▼

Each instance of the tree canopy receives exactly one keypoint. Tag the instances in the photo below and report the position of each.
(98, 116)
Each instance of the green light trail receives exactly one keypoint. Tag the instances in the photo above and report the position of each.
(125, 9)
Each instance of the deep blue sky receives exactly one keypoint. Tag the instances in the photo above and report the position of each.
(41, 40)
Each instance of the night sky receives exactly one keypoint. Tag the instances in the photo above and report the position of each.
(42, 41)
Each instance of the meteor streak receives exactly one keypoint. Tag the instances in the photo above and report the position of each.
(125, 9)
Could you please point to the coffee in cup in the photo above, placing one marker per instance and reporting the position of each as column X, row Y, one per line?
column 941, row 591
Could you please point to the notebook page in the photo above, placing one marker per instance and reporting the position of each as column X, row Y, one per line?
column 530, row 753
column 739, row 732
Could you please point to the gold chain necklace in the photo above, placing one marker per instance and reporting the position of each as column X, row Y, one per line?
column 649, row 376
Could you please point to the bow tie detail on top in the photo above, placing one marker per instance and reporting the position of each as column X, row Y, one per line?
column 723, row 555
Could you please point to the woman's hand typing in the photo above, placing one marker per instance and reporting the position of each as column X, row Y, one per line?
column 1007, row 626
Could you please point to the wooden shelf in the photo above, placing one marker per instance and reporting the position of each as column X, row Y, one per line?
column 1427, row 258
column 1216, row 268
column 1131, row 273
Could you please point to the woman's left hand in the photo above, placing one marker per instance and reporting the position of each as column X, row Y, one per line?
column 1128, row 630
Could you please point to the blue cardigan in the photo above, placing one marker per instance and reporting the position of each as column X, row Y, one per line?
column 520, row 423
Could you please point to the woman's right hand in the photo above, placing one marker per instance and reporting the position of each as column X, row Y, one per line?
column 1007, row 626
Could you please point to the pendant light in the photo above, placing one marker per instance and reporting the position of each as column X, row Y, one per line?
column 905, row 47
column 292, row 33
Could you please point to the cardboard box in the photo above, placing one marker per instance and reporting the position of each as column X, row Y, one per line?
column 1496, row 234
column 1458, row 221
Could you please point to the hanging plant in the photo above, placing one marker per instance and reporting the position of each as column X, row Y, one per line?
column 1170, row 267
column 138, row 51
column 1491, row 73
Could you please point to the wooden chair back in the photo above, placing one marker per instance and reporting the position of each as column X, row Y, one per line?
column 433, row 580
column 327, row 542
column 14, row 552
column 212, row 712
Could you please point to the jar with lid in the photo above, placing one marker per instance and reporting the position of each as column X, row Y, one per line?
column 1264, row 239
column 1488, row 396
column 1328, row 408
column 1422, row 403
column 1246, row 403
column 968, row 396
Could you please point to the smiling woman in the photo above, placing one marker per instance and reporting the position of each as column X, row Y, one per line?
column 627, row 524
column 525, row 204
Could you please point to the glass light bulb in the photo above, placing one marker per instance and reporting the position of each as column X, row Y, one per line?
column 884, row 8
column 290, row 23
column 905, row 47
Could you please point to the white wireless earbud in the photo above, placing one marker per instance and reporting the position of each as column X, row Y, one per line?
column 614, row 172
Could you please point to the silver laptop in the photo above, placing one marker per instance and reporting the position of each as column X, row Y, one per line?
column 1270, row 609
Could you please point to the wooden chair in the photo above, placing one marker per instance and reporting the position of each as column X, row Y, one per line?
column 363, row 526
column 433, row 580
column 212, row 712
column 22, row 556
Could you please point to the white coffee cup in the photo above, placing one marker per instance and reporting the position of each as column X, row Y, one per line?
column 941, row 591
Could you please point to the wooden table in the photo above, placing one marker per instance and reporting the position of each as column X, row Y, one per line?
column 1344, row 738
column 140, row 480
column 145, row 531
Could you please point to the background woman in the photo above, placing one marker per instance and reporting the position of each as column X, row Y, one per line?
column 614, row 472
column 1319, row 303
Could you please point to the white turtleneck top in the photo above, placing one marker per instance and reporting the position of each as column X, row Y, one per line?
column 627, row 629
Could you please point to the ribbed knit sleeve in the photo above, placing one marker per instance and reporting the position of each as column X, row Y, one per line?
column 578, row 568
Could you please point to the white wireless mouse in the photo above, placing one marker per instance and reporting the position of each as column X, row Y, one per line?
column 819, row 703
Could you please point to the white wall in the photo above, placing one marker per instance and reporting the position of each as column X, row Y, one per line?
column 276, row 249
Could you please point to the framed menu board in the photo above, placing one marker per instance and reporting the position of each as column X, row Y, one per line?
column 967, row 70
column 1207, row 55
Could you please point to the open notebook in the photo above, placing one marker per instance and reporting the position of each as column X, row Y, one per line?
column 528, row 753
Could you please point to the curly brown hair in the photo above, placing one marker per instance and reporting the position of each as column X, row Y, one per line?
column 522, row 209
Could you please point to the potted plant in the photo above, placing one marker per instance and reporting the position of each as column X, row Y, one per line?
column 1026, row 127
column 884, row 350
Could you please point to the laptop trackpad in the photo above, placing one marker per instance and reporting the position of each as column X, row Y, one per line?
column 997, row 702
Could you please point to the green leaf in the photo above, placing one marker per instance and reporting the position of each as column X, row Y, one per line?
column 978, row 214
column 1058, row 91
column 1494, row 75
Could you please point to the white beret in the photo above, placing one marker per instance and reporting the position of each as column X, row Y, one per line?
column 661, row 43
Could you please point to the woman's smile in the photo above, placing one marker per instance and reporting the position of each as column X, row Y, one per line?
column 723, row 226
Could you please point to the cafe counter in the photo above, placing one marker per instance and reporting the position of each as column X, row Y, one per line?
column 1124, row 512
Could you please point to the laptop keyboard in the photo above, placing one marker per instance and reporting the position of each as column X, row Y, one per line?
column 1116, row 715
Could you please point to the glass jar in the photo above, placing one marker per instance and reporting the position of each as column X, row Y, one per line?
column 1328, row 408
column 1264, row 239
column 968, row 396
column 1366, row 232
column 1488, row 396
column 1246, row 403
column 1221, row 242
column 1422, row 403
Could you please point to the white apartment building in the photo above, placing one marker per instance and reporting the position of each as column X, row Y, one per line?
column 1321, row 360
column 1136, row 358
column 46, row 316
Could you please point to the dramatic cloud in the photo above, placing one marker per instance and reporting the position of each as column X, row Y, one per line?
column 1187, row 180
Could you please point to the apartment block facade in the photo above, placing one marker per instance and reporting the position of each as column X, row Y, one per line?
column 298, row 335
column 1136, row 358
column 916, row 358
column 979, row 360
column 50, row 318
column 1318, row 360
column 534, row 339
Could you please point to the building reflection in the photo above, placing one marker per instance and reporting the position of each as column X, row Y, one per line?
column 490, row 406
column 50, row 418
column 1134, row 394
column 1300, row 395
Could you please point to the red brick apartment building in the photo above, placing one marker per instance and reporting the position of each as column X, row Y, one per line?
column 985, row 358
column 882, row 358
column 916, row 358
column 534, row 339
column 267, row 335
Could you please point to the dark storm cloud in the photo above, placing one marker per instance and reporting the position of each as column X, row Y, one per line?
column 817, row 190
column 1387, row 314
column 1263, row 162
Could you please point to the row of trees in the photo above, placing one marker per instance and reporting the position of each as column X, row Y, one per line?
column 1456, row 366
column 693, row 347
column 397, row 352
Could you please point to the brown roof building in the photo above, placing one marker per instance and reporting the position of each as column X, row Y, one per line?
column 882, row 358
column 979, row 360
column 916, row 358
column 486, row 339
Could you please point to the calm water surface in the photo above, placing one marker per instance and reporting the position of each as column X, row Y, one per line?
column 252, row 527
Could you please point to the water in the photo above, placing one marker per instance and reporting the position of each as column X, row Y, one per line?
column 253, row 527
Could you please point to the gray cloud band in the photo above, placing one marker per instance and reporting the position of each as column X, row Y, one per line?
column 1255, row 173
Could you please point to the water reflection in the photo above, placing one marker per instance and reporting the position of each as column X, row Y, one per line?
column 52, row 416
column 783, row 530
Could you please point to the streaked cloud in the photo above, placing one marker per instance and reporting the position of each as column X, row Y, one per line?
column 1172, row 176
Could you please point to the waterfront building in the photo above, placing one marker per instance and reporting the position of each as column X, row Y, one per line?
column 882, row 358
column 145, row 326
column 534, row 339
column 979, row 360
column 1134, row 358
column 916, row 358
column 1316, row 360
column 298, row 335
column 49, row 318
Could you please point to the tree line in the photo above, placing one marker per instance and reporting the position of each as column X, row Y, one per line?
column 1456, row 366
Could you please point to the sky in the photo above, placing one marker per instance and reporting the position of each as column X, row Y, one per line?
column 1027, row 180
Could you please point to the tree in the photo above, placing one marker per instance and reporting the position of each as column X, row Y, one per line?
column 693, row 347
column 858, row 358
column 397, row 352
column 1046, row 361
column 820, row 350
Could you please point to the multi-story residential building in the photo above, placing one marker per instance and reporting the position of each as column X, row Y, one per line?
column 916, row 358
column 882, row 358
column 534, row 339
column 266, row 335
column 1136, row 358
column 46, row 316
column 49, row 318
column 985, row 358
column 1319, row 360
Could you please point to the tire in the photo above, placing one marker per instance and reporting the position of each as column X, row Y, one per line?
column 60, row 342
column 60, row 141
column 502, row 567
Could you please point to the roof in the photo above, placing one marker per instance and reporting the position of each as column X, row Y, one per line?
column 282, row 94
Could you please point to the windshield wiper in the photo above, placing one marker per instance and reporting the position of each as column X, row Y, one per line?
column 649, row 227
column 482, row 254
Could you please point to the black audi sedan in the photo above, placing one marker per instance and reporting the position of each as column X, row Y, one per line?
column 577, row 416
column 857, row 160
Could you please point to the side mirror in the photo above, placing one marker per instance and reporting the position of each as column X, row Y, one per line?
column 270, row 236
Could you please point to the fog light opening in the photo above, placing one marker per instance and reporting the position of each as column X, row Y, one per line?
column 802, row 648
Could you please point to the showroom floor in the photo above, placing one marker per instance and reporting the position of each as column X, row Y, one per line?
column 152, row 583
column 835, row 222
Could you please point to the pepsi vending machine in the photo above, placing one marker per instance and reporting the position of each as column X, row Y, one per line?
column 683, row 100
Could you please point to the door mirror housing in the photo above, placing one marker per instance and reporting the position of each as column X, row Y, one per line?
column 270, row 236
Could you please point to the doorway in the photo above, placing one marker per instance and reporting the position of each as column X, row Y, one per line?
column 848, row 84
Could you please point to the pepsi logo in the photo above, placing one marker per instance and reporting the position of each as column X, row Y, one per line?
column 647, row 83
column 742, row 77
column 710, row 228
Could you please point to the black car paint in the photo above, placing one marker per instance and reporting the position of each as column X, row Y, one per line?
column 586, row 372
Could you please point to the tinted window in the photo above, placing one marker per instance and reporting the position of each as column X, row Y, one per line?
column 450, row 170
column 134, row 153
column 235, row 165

▲

Set down exactly what runs from the line with "Could you please point to the fog" to the last line of the data above, including both of those lines and no others.

Could you please point to the fog light opening in the photo above, placing one marker per instance and reporting the position of each as column X, row Y, one per line?
column 802, row 648
Could you please point to the showroom floor in the photo above, placing one marker per instance and reporting the position of each as column X, row Y, one per line?
column 152, row 583
column 835, row 222
Could you please point to the pepsi vending machine in the photo above, placing one marker per instance and reporting the position of each as column X, row Y, one per line?
column 683, row 100
Could you please point to the door mirror housing in the photo above, placing one marker per instance and reporting the position of each as column X, row Y, one per line?
column 270, row 236
Could you please point to the doorway in the photo above, placing one marker per instance and reporting the position of each as column X, row Y, one per line?
column 848, row 84
Could you please point to the pepsi logo in the photo above, placing one marker per instance and reporting the position of each as column X, row Y, one per line?
column 647, row 83
column 742, row 77
column 710, row 228
Could you please point to the black car paint in the photo above, placing one marker per instance and reporting the position of each as column X, row Y, one per line?
column 586, row 372
Could you please point to the tinted window in the photo above, placing one marker per instance and reporting the position of each as column X, row Y, one per line?
column 450, row 170
column 134, row 153
column 235, row 165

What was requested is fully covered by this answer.